(ENTRIES PROVIDED):
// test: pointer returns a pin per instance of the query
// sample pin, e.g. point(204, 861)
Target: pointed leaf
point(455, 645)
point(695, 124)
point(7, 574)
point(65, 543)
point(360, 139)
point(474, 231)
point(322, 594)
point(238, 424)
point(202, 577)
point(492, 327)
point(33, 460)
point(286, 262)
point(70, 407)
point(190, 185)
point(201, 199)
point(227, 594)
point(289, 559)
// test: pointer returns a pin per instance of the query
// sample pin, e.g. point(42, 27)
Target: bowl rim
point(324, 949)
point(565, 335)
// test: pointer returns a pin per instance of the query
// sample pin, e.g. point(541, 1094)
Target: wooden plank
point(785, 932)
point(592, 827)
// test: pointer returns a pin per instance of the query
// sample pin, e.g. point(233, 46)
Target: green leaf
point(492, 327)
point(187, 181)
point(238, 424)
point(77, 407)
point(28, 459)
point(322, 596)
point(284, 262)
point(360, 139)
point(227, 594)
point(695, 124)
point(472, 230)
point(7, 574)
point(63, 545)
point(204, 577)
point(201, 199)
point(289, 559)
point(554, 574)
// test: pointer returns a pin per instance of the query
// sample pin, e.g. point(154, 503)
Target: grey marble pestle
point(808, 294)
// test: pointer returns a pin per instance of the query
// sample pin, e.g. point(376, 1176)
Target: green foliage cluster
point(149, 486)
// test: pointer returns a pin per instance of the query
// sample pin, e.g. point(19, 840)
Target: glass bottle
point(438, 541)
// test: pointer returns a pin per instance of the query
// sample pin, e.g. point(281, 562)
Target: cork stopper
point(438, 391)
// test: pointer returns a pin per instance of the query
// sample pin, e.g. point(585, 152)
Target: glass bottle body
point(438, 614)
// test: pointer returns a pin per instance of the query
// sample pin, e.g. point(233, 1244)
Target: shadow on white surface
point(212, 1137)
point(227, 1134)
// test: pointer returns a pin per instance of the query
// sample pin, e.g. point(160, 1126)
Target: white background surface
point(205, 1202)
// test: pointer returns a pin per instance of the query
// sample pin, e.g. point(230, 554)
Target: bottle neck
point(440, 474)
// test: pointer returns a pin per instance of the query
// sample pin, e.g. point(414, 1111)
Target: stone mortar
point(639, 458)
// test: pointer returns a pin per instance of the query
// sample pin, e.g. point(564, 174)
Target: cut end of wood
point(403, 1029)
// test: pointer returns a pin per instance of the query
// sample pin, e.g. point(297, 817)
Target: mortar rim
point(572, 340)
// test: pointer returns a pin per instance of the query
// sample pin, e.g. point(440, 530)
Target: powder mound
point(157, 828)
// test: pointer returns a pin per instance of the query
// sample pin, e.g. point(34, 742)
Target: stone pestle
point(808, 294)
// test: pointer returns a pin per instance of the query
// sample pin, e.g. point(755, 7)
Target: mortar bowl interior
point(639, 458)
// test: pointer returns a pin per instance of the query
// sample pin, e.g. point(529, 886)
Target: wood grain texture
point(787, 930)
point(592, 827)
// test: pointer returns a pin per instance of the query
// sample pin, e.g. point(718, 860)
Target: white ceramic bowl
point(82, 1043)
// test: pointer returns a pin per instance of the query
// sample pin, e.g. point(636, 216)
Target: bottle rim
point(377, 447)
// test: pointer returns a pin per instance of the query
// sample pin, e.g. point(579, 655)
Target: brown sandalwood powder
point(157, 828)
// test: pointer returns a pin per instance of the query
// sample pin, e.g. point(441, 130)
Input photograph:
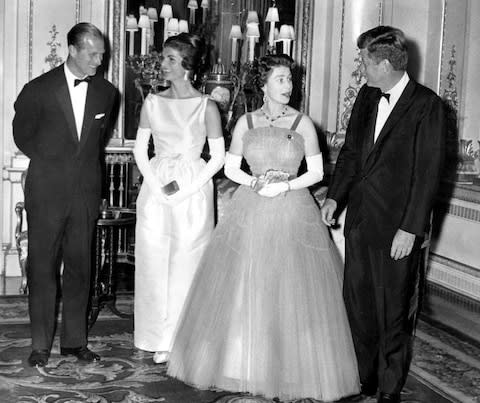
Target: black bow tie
point(77, 81)
point(387, 96)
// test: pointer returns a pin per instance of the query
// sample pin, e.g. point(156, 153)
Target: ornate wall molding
point(52, 58)
point(30, 40)
point(304, 24)
point(340, 65)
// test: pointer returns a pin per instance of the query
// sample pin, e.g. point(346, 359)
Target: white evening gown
point(169, 241)
point(265, 313)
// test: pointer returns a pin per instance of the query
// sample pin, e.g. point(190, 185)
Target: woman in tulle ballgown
point(265, 313)
point(175, 208)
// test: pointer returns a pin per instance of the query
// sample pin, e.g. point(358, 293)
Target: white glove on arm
point(313, 175)
point(233, 171)
point(140, 152)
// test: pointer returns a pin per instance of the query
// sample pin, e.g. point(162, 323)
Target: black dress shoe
point(389, 398)
point(38, 358)
point(368, 390)
point(82, 353)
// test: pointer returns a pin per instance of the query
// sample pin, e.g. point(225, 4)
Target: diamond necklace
point(272, 119)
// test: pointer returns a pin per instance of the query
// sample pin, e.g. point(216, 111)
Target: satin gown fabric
point(169, 241)
point(265, 313)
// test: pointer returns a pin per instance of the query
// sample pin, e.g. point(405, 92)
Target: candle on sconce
point(153, 18)
point(253, 33)
point(205, 7)
point(285, 37)
point(131, 26)
point(192, 5)
point(166, 13)
point(272, 18)
point(235, 35)
point(183, 26)
point(172, 28)
point(144, 24)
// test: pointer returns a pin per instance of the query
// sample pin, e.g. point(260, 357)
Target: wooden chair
point(21, 239)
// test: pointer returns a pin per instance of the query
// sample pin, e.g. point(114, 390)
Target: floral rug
point(445, 369)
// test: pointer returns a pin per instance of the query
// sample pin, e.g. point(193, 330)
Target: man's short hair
point(384, 42)
point(79, 31)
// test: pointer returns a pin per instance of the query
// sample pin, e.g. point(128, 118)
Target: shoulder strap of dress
point(249, 121)
point(297, 121)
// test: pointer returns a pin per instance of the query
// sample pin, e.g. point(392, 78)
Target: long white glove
point(217, 158)
point(140, 152)
point(313, 175)
point(234, 172)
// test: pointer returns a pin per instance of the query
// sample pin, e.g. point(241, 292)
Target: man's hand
point(328, 209)
point(402, 244)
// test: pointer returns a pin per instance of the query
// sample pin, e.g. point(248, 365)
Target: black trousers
point(64, 235)
point(380, 297)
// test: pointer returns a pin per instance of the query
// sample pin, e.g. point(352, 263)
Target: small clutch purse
point(270, 176)
point(275, 176)
point(170, 188)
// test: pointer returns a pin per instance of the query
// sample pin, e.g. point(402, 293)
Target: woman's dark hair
point(384, 42)
point(268, 62)
point(78, 32)
point(190, 48)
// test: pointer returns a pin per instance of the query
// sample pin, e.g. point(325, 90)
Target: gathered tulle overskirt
point(265, 312)
point(169, 243)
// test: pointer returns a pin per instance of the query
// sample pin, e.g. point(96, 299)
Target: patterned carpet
point(445, 369)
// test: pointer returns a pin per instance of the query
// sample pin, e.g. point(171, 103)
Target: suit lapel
point(370, 118)
point(91, 107)
point(397, 113)
point(63, 97)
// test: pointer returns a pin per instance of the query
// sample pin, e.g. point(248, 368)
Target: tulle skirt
point(265, 312)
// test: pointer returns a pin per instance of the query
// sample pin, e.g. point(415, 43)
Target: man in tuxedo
point(60, 123)
point(387, 173)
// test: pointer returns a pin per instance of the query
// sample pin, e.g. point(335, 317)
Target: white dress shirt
point(78, 96)
point(385, 107)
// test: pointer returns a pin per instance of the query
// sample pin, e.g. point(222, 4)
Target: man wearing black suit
point(387, 172)
point(60, 123)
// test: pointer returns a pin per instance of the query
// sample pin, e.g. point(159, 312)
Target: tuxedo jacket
point(61, 165)
point(392, 184)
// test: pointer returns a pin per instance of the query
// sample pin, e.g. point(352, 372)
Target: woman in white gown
point(173, 229)
point(265, 312)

(WHAT IS BEING ASKED): Which lines above run from the one containing "e.g. point(216, 111)" down to the one containing "e.g. point(402, 293)"? Repeat exactly those, both ends included, and nothing else.

(RESPONSE):
// sample pin, e.g. point(216, 111)
Target: satin gown fabric
point(169, 241)
point(265, 313)
// test: pointer returns a pin per instance of the query
// sample pin, e.g. point(405, 92)
Target: candle on sconce
point(153, 18)
point(253, 33)
point(205, 7)
point(285, 37)
point(131, 26)
point(192, 5)
point(166, 13)
point(272, 18)
point(235, 35)
point(183, 26)
point(172, 28)
point(144, 24)
// test: pointer returns a pin per instance of the query
// sample pin, e.g. point(260, 357)
Target: wooden chair
point(21, 239)
// test: pointer returns a pin per instance of the query
// sample pin, e.g. point(114, 390)
Target: floral rug
point(445, 369)
// test: pointer returns a pin per instance of the query
// sample pin, e.g. point(193, 330)
Target: man's short hair
point(384, 42)
point(79, 31)
// test: pointer returns a pin per instance of the query
// sample pin, e.g. point(128, 118)
Target: shoulder strap of dress
point(249, 121)
point(297, 121)
// test: pointer returns a pin per instance of the query
// sample pin, e.g. point(392, 78)
Target: long white glove
point(217, 158)
point(140, 152)
point(313, 175)
point(234, 172)
// test: pointer returns a pin per instance of the query
// sample pin, e.g. point(241, 292)
Target: man's hand
point(328, 209)
point(402, 244)
// test: pointer returns a pin per instance of the query
// sample pin, e.g. point(248, 365)
Target: black trousers
point(64, 235)
point(380, 297)
// test: pointer returns a pin per instance of the query
// sample pin, e.g. point(352, 263)
Target: small clutch purse
point(270, 176)
point(275, 176)
point(170, 188)
// test: pointer returns a pin per instance of the query
// sample pin, e.g. point(402, 293)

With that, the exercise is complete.